### SELECTED EXTRACT
--*--
PUBLISH
DEBORAH TAYLOR, | |
Plaintiff - Appellant, | |
v. | No. 96-4084 |
COOPER TIRE AND RUBBER CO., a Delaware corporation, | |
Defendant - Appellee. |
APPEAL FROM THE UNITED STATES DISTRICT COURT
FOR THE DISTRICT OF UTAH
(D.C. No. 93-CV-725-B)
R. Scott Williams (Catherine M. Larson with him on the brief) of Strong & Hanni, Salt Lake City, Utah, for Defendant-Appellee.
Plaintiff challenges the district court's ruling, contending that (1) her witness was qualified to testify as an expert about the reason for the tire's failure; (2) the lack of expert testimony is not fatal to her case; and (3) the court made procedural errors. We affirm the trial court's decision that the witness was not qualified as an expert pursuant to Federal Rule of Evidence 702, but reject the court's conclusion that Utah law requires expert testimony to establish a viable cause of action in product liability.
Plaintiff contends that the district court erred in finding that her witness was not qualified to testify as an expert. In the course of Plaintiff's case, she attempted to proffer the testimony of an expert to support her manufacturing defect theory. The court held a hearing outside the presence of the jury to determine whether the expert was qualified pursuant to Federal Rule of Evidence 702. The evidence at the hearing showed that the witness was qualified generally in materials failure, particularly metals. The central focus of the inquiry, however, was whether the witness was qualified to testify that the tire failure in this case was the result of a manufacturing defect.
--*--
### SUPPLIED MATERIAL
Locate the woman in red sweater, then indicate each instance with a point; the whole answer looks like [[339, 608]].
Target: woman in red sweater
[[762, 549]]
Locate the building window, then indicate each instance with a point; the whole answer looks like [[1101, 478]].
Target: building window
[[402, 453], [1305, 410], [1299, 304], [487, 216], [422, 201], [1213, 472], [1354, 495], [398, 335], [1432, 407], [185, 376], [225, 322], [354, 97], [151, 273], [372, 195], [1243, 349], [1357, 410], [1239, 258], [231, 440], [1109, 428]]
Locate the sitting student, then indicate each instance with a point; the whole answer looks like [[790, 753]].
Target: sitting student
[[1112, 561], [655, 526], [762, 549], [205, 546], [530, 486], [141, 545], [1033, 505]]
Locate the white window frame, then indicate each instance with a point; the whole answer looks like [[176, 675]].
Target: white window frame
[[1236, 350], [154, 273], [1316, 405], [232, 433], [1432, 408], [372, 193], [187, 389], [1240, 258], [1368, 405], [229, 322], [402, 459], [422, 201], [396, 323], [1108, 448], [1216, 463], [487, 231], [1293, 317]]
--*--
Could you quote the part of the court opinion that begins with the words containing "Plaintiff challenges the" and ends with "in product liability."? Rely solely on the court opinion and not on the records.

### EXERCISE ANSWER
Plaintiff challenges the district court's ruling, contending that (1) her witness was qualified to testify as an expert about the reason for the tire's failure; (2) the lack of expert testimony is not fatal to her case; and (3) the court made procedural errors. We affirm the trial court's decision that the witness was not qualified as an expert pursuant to Federal Rule of Evidence 702, but reject the court's conclusion that Utah law requires expert testimony to establish a viable cause of action in product liability.